# Text section

......

These conditions are conjunctive and all have to be fulfilled before the Court has the power to refer an issue to the Constitutional Court in terms of section 102(1).”[12]

Χ “[T]he subsection requires the Provincial or Local Division of the Supreme Court to be of the opinion ‘that there is a reasonable prospect that the relevant law or provision will be held to be invalid.’”[13]

Χ “[T]he judge or judges referring to the Constitutional Court the issue of the constitutionality of an Act of Parliament are obliged to furnish written reasons why it is considered that:
(a) there is a reasonable prospect that the Act of Parliament in question will be held to be invalid; and
(b) the interest of justice requires this issue to be referred at this particular stage.”[14]

Χ “It is only where it is necessary for the purpose of disposing of the appeal, or where it is in the interest of justice to do so, that the constitutional issue should be dealt with first by this Court. It will only be necessary for this to be done where the appeal cannot be disposed of without the constitutional issue being decided; and it will only be in the interest of justice for a constitutional issue to be decided first, where there are compelling reasons that this should be done.
This rule allows the law to develop incrementally. In view of the far-reaching implications attaching to constitutional decisions, it is a rule which should ordinarily be adhered to by this and all other South African Courts before whom constitutional issues are raised.”[15]
Χ “[C]onstitutional issues within the exclusive jurisdiction of the Constitutional Court will be raised formally in proceedings before the Supreme Court or other courts, and will only be referred to the Constitutional Court for its decision in circumstances where it would be appropriate to do so. It is in the first instance the responsibility of the Supreme Court to decide whether or not the circumstances are appropriate.”[16]

Χ “[I]t is not ordinarily in the interest of justice for cases to be heard piecemeal, and ... as a general rule if it is possible to decide a case without deciding a constitutional issue this should be done.”[17]


[8] The circumstances of the present case demonstrate the advisability of adhering to those principles. The record of the trial proceedings exceeds 300 pages; there were eight accused charged on fourteen counts and a number of state witnesses who testified to four distinct facets of the case. The trial court’s judgment on the merits runs to over 40 pages and not only analyses the evidence in detail, but also deals with the legal issues raised by the provisions of section 37 of Act 62 of 1955 read with section 260(f) of Act 51 of 1977. The judgment contains fairly extensive factual and legal reasoning, the crucial elements of which were canvassed in the heads of argument filed by the parties in the WLD. But, because of the course adopted in the latter court, none of those issues was debated there and no views thereon were formulated - or at least expressed - by the learned judges a quo. Nor was any view expressed on the severability of the reverse onus provision from the remainder of section 37 and whether there was any prospect of the appeal being upheld if such provision were to be severed.

......

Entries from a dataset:
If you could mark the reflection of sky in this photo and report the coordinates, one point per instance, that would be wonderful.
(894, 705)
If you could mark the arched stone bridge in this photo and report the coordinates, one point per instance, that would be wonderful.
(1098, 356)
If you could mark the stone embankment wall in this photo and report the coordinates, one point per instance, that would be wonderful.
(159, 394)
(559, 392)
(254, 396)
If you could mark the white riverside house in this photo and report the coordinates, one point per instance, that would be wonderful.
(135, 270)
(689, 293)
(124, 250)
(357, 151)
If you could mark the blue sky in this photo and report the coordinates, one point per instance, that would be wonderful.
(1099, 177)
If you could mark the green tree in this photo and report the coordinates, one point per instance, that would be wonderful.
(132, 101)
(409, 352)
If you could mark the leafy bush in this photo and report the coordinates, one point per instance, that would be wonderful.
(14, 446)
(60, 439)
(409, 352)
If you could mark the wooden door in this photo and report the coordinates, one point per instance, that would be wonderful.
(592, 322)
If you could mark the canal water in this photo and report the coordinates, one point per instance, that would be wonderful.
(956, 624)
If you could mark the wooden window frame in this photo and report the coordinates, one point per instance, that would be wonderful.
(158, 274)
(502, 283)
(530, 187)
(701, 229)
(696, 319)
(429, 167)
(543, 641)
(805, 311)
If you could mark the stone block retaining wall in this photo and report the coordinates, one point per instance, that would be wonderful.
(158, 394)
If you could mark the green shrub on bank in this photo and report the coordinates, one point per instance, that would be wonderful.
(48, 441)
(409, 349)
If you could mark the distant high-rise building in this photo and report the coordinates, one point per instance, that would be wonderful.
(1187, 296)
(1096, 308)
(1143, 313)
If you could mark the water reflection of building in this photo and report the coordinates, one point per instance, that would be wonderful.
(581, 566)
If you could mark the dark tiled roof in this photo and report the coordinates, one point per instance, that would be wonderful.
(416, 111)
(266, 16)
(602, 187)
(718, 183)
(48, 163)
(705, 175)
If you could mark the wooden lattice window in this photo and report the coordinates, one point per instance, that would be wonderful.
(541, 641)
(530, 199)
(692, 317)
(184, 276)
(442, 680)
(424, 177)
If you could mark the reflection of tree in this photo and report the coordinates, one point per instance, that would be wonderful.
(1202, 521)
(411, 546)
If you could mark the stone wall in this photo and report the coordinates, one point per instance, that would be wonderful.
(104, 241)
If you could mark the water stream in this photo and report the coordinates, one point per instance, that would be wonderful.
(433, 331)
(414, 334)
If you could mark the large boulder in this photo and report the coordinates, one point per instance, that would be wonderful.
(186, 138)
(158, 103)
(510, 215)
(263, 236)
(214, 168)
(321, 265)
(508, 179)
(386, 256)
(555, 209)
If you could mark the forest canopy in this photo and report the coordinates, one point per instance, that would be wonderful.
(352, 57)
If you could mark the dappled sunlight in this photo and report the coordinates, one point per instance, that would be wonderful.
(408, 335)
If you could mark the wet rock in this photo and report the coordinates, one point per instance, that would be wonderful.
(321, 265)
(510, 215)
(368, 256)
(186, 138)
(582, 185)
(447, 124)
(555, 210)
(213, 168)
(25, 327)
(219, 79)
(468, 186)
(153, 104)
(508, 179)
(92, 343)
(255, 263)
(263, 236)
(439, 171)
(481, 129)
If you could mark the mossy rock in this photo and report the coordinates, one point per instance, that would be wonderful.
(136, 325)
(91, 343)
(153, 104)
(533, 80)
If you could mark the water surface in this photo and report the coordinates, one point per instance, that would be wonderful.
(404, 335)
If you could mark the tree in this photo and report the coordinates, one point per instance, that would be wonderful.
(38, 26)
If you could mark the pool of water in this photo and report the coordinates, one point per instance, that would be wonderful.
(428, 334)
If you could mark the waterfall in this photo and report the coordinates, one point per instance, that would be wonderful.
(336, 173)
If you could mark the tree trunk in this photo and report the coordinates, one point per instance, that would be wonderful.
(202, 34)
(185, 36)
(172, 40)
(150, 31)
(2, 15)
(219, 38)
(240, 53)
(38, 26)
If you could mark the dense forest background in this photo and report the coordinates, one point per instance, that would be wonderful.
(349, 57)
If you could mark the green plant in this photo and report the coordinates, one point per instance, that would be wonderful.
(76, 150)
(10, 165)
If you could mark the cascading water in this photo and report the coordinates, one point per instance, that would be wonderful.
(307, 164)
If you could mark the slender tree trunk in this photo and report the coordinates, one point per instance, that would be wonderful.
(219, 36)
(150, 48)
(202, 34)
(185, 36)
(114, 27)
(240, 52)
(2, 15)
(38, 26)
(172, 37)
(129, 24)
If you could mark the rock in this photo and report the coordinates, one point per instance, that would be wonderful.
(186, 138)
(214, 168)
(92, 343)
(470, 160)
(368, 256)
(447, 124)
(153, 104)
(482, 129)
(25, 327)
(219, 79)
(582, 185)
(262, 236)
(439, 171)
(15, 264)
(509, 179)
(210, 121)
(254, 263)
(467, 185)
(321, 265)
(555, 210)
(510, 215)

......

# What is asked
[A] Answer these questions using the judgment excerpt, each on its own line with the matching mark:
(i) Under which section does the Court have the power to refer an issue to the Constitutional Court?
(ii) According to the excerpt, how does the rule on deciding constitutional issues first allow the law to develop?
(iii) How many accused were there in the present case, and on how many counts were they charged?
[B] Continue the judgment excerpt on referring constitutional issues to the Constitutional Court, starting right after its last sentence.

# Answers provided
[A]
(i) Section 102(1).
(ii) Incrementally.
(iii) There were eight accused charged on fourteen counts.

[B]
[9] In the result this Court is in the dark as to whether the learned judges endorsed the trial court’s rejection of the appellant’s evidence as false beyond reasonable doubt. Nor do we know if they considered whether, upon an endorsement of the trial court’s credibility finding and its analysis of the probabilities, a conviction under section 37 was not warranted without applying the reverse onus. This was a crucial issue to resolve before a referral was warranted. It depended upon forming a view as to whether there was any reasonable prospect that the Constitutional Court, if it held the reverse onus provision to be unconstitutional, would find that such provision was not severable from the remainder of section 37. If there was no such prospect, a conviction under section 37, after severance, might well be justified, if the trial court’s credibility finding and its analysis of the probabilities were accepted. Without deciding these issues it was not possible for the court a quo to determine whether the constitutionality of the reverse onus provision had any relevance at all to the conviction in question.[18] A further possibility to which the court a quo did not advert is whether there was scope for substituting on appeal a conviction of the common law crime of receiving stolen property knowing it to have been stolen, a verdict unaffected by the statutory reversal of onus giving rise to the constitutional issue referred to this Court. There is yet another possibility not addressed by the court a quo. That is that the trial court should have found that the appellant had indeed discharged the onus cast on him by section 37.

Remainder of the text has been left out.